## Exercise description
Give the data a second time, exactly and in full.

## Data supplied
════

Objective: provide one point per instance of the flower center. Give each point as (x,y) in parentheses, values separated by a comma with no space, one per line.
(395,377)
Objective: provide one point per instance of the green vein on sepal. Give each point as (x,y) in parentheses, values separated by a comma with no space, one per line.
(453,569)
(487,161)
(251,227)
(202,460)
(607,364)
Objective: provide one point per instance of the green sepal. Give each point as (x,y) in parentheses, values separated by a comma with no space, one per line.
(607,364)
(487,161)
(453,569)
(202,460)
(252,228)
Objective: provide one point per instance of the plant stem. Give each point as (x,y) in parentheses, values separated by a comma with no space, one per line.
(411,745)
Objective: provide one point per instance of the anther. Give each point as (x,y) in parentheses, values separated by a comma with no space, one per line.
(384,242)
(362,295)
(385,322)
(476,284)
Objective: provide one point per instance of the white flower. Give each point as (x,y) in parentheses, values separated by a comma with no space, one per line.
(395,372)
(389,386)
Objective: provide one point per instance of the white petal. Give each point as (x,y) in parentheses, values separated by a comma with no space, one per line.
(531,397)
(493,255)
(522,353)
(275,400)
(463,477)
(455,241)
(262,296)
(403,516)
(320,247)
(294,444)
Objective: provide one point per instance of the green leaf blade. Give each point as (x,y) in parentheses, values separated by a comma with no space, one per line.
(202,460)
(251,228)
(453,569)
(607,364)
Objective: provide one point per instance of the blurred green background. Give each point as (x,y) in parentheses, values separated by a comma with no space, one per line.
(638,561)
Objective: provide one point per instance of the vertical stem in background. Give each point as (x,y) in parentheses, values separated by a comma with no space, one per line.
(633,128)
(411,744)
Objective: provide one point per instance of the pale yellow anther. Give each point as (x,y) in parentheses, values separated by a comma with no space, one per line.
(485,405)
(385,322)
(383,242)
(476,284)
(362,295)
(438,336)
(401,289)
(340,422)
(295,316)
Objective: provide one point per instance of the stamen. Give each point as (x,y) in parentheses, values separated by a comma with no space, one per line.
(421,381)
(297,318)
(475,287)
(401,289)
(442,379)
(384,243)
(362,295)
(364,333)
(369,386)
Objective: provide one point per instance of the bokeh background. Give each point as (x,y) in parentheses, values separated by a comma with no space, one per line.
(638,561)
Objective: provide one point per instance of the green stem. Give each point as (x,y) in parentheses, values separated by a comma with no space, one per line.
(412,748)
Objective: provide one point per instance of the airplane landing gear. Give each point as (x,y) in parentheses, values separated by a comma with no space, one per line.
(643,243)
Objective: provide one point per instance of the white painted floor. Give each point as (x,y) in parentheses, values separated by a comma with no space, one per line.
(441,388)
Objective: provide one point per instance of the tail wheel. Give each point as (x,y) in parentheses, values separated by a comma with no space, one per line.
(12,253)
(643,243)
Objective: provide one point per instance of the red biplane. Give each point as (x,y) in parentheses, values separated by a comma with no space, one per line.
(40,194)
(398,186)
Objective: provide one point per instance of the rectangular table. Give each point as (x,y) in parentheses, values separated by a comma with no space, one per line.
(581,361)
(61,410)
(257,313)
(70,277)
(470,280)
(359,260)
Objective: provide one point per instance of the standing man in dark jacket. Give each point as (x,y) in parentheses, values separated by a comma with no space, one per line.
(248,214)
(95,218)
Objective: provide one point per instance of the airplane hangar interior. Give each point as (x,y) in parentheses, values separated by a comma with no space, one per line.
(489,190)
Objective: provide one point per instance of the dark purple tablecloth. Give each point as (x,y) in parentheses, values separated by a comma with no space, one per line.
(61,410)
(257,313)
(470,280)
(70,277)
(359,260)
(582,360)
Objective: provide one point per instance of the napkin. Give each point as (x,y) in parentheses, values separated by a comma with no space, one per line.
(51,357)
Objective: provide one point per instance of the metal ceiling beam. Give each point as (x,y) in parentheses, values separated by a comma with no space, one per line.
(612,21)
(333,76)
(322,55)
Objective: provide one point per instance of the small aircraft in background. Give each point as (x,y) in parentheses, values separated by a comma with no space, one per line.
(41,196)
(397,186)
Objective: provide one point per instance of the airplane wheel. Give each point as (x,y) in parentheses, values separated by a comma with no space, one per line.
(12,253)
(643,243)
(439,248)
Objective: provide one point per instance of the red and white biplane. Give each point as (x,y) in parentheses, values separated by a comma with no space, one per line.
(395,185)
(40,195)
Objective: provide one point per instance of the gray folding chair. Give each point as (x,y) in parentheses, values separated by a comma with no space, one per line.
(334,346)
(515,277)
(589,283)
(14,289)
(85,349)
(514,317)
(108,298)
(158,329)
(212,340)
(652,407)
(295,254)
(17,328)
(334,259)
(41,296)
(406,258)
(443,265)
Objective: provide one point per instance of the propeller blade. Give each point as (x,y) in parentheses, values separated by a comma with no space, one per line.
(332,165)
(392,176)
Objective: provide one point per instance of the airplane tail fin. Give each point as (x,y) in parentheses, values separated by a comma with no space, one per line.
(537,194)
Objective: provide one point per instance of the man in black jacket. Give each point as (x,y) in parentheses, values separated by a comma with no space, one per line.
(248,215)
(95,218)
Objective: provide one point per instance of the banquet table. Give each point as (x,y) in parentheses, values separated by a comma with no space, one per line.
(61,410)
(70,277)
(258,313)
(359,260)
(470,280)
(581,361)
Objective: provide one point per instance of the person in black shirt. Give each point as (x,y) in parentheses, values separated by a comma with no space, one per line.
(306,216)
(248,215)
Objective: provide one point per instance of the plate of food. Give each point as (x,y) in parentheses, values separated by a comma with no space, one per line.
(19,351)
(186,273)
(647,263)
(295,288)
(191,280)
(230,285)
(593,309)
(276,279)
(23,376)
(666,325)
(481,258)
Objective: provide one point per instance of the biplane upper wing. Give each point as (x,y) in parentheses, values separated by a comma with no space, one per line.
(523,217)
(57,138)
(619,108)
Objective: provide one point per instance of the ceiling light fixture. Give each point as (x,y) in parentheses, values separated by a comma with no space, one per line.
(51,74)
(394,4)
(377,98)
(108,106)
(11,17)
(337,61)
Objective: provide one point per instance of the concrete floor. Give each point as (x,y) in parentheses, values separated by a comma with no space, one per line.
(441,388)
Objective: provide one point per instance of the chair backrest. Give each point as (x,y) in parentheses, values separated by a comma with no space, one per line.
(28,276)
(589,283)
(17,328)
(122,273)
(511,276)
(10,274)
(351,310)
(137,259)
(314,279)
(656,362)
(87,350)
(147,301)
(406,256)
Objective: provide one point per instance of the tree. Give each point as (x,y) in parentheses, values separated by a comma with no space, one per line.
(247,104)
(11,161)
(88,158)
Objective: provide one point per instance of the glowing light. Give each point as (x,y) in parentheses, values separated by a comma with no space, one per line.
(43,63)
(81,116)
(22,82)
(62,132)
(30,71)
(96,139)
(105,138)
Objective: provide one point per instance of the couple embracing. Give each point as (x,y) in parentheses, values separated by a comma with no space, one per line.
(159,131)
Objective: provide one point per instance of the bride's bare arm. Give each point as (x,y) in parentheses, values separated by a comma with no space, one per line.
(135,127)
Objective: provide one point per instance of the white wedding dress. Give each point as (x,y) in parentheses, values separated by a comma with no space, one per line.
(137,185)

════

## Exercise solution
Objective: provide one point per instance of the flower center. Give each point as (x,y) in parentheses, values separated by a comma with no space, one per line.
(395,377)
Objective: provide one point per instance of the green vein on sepal. Give each point as (x,y) in parentheses, values separated by a comma with no space, one per line.
(453,569)
(487,161)
(251,227)
(202,460)
(607,364)
Objective: provide one point per instance of the green sepal. Give each point as (x,y) in parentheses, values separated by a comma with no space, one per line.
(607,364)
(487,161)
(453,569)
(202,460)
(252,228)
Objective: provide one point per instance of the plant stem. Give each point as (x,y) in parentheses, values separated by a comma with no space, one per line.
(411,745)
Objective: provide one point per instance of the anther. Give each point as (x,y) in parentheses, values separated by a comma with no space, one per line.
(384,242)
(362,295)
(385,322)
(476,284)
Objective: provide one point per instance of the white flower. Give each point as (x,y) in parentheses, values separated by a comma with no space, one per line.
(395,372)
(389,386)
Objective: provide one point per instance of the white petal. Give each point as (x,y) in parentheses, values separated by a comma with no space, one per line.
(531,397)
(493,255)
(522,353)
(275,400)
(463,477)
(455,241)
(262,296)
(403,516)
(320,247)
(294,444)
Objective: provide one point per instance of the green leaf blade. Give each point as (x,y) in parentheses, values separated by a comma with no space, one per line.
(202,460)
(251,228)
(453,569)
(607,364)
Objective: provide one point per instance of the blurred green background. Give each point as (x,y) in parentheses, values separated by a comma with no space, one per line.
(638,561)
Objective: provide one point per instance of the vertical stem in background. Give each point as (x,y) in parentheses, values separated by a comma with no space, one per line.
(633,128)
(411,744)
Objective: provide one point per instance of the pale yellow anther. Give each point as (x,y) in parentheses, values separated by a comma with no space, one per line.
(485,405)
(385,322)
(383,242)
(476,284)
(362,295)
(438,336)
(401,289)
(340,422)
(295,316)
Objective: provide one point per instance of the stamen. Give each point as (x,y) in parentheses, values separated by a comma with no space, one per line.
(421,381)
(297,318)
(475,287)
(401,289)
(442,379)
(384,243)
(362,295)
(364,333)
(369,386)
Objective: provide one point per instance of the bokeh background. Give each point as (x,y) in parentheses, values separated by a comma with no space, one per line.
(638,561)
Objective: provide one point per instance of the green stem. Give each point as (x,y) in parentheses, values separated by a comma with no space, one per line.
(412,748)
Objective: provide one point per instance of the airplane landing gear. Give each point as (x,y) in parentheses, values separated by a comma with no space, one per line.
(643,243)
Objective: provide one point per instance of the white painted floor. Give each point as (x,y) in parentheses, values separated by a comma with no space, one per line.
(441,388)
Objective: provide one point per instance of the tail wheel. Give each point as (x,y) in parentheses, values separated by a comma with no space, one per line.
(12,253)
(643,243)
Objective: provide one point per instance of the red biplane. Give each point as (x,y) in parentheses, values separated by a comma with no space, one per line.
(40,194)
(398,186)
Objective: provide one point per instance of the rectangular table. Give each point as (x,y) in parentheses, values separated by a comma with no space, one per line.
(581,361)
(61,410)
(257,313)
(70,277)
(470,280)
(359,260)
Objective: provide one point per instance of the standing man in dark jacket. Give each point as (x,y) in parentheses, values separated by a comma with no space, one per line.
(248,214)
(95,218)
Objective: provide one point per instance of the airplane hangar interior. Give each point as (x,y) in parentheses, values separated by a comma with no space, one per line.
(489,190)
Objective: provide one point per instance of the dark purple tablecloth. Give each point as (x,y) in parentheses, values separated by a comma with no space, one per line.
(61,410)
(257,313)
(470,280)
(70,277)
(359,260)
(582,360)
Objective: provide one point per instance of the napkin. Give each point as (x,y) in parentheses, values separated by a comma with no space, one per line.
(51,357)
Objective: provide one point per instance of the metal ceiling beam. Give each point as (x,y) in parentheses, values separated by a comma with no space, one per line.
(612,21)
(333,76)
(322,55)
Objective: provide one point per instance of the small aircraft in background. Give each point as (x,y) in parentheses, values separated by a comma with no space, one per line.
(41,196)
(397,186)
Objective: provide one point per instance of the airplane wheel. Give each point as (x,y) in parentheses, values separated by a comma with no space, one per line.
(12,253)
(643,243)
(439,248)
Objective: provide one point per instance of the red and white biplane. Give each point as (x,y) in parentheses, values separated by a comma with no space, one per line.
(395,185)
(40,195)
Objective: provide one point per instance of the gray folding chair. Give each point as (x,y) in parentheses, values separated by a comma with no space, one per line.
(334,346)
(515,277)
(589,283)
(14,289)
(85,349)
(514,317)
(108,298)
(158,329)
(212,340)
(652,407)
(295,254)
(17,328)
(334,259)
(41,296)
(406,258)
(443,265)
Objective: provide one point per instance of the propeller blade. Give each point as (x,y) in parentheses, values separated by a comma with no space, one per line.
(332,165)
(392,176)
Objective: provide one point per instance of the airplane tail fin. Give each point as (x,y) in parentheses, values separated by a comma with no space, one per line.
(537,194)
Objective: provide one point per instance of the man in black jacket. Give each point as (x,y) in parentheses, values separated by a comma with no space, one per line.
(248,215)
(95,218)
Objective: provide one point per instance of the banquet table. Give each point as (x,y) in parentheses, values separated by a comma with no space, one per line.
(61,410)
(70,277)
(258,313)
(359,260)
(470,280)
(581,361)
Objective: provide one point per instance of the person in black shirt. Give each point as (x,y) in parentheses, values separated by a comma with no space, one per line.
(306,216)
(248,215)
Objective: provide one point per instance of the plate of food. Give each point as (x,y) in parentheses, values separated by a comma with no space, one per line.
(19,351)
(186,273)
(647,263)
(295,288)
(191,280)
(230,285)
(593,309)
(276,279)
(23,376)
(666,325)
(481,258)
Objective: provide one point per instance of the biplane upper wing. Give each point as (x,y) in parentheses, values separated by a comma with no space, one per line.
(523,217)
(57,138)
(619,108)
Objective: provide one point per instance of the ceiling light fixture. Give each point as (x,y) in parentheses, values separated by a comma with no space, one per line.
(51,74)
(394,4)
(377,98)
(108,106)
(11,17)
(337,61)
Objective: provide one point per instance of the concrete floor. Give each point as (x,y) in parentheses, values separated by a comma with no space, one per line.
(441,388)
Objective: provide one point per instance of the chair backrest. Give each point as (x,y) in parentheses, values separated by a comma with no space, one per line.
(28,276)
(589,283)
(17,328)
(122,273)
(511,276)
(10,274)
(351,310)
(137,259)
(314,279)
(656,362)
(87,350)
(147,301)
(406,256)
Objective: provide one point per instance of the tree. Give each point as (x,y) in parentheses, values separated by a comma with no space, one per line.
(247,104)
(11,161)
(88,158)
Objective: provide one point per instance of the glowing light. Give each point as (x,y) in parentheses, values separated by a comma with no space, one per line.
(43,63)
(81,116)
(22,82)
(62,132)
(30,71)
(96,139)
(105,138)
Objective: provide one point per instance of the couple embracing. Give each point as (x,y) in parentheses, values separated by a comma with no space, one per line.
(159,131)
Objective: provide one point per instance of the bride's bare arm. Give each point as (x,y) in parentheses, values separated by a comma with no space, one per line.
(135,127)
Objective: provide one point per instance of the white wedding dress. Give each point as (x,y) in parentheses, values separated by a comma with no space, one per line.
(137,185)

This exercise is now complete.